[Data listing Boundary: Start]

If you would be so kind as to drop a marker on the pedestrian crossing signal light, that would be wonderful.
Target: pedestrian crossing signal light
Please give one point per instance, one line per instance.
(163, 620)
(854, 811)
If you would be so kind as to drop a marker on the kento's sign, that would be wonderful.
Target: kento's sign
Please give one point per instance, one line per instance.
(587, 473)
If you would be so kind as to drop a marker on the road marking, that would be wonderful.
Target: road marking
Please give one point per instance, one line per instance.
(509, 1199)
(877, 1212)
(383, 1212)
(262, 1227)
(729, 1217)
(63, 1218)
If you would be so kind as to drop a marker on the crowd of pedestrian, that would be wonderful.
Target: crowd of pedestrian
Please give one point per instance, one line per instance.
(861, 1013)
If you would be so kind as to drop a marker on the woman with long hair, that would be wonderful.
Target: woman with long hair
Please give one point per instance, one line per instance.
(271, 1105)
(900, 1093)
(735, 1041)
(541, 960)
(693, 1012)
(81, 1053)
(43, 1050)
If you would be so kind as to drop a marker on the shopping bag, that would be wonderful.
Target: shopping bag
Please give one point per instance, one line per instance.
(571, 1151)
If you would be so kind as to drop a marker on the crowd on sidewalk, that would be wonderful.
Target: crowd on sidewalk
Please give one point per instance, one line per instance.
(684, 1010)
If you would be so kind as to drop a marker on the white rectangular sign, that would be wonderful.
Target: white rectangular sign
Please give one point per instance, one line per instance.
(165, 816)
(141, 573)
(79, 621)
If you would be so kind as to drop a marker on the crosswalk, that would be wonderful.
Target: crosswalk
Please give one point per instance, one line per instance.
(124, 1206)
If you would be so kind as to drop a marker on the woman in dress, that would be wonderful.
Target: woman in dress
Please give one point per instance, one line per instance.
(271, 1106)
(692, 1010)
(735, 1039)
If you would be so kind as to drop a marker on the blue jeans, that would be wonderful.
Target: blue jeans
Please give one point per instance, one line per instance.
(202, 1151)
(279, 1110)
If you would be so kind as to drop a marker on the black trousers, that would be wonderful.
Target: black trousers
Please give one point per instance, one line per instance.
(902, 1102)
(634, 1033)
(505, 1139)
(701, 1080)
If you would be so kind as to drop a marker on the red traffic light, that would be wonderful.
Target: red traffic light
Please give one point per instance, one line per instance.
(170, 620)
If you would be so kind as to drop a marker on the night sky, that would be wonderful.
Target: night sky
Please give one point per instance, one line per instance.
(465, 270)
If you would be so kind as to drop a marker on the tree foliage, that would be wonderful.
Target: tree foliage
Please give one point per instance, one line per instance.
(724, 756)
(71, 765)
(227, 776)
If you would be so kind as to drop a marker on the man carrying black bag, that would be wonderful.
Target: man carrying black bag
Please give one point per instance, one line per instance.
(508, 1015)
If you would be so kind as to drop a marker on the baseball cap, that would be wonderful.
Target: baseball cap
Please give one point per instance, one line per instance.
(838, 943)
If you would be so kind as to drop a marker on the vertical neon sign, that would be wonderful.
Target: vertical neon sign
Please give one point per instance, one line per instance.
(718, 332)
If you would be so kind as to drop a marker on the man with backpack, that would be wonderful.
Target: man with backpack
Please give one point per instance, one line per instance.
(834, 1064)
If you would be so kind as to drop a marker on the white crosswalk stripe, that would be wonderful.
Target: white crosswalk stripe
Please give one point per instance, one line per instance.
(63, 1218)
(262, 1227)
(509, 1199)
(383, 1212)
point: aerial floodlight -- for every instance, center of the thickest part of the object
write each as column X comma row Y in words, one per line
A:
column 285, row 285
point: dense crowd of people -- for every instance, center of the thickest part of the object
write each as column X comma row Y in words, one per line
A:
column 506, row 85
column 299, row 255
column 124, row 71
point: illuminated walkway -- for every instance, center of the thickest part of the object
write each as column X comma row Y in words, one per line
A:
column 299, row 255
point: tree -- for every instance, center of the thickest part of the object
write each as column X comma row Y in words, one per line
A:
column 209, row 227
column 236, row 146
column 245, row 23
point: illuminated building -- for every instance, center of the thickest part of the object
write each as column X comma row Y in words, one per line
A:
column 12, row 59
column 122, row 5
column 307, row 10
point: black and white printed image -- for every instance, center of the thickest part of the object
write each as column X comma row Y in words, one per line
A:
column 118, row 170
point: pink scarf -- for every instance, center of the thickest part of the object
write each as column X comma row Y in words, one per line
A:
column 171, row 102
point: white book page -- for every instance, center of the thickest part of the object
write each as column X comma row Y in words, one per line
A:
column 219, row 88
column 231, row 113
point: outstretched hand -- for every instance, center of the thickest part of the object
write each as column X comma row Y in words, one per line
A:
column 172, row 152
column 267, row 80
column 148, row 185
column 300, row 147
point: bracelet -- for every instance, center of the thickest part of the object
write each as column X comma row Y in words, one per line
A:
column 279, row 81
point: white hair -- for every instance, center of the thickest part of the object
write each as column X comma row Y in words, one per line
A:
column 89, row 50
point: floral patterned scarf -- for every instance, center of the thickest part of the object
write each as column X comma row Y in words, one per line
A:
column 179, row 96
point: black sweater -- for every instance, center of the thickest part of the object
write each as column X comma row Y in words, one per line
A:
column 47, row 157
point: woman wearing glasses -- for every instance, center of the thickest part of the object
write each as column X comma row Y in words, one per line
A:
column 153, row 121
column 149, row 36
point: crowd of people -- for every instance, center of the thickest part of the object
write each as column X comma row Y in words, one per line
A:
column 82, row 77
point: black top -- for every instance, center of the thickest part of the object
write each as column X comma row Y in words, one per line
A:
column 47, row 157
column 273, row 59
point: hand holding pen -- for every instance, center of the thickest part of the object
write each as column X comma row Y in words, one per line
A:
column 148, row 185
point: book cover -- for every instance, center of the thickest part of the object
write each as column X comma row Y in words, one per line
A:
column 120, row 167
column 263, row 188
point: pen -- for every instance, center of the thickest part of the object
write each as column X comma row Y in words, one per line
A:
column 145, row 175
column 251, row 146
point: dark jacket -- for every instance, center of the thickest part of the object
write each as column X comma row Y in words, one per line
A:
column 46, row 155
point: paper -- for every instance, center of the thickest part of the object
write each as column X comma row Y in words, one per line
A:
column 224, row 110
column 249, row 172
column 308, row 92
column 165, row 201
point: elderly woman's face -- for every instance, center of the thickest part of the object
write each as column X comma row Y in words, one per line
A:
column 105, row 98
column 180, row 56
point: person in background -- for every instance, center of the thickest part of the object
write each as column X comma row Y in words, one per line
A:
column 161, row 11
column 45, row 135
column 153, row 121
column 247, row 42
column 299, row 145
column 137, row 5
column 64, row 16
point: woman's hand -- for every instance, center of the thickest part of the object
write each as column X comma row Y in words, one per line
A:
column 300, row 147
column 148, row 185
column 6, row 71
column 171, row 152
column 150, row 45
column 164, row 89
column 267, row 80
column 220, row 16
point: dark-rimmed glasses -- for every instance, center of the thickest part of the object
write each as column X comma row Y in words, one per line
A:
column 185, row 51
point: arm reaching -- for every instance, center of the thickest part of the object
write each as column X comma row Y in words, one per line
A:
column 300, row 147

[Data listing Boundary: End]

▸ What the task requires: Wherever "hair" appears in the listing, report the line it is on.

▸ Reply:
If you would be so kind as to drop a marker on the woman with long hair, that would be wonderful.
Target: woman with long hair
point: white hair -- for every instance, center of the thickest part of the object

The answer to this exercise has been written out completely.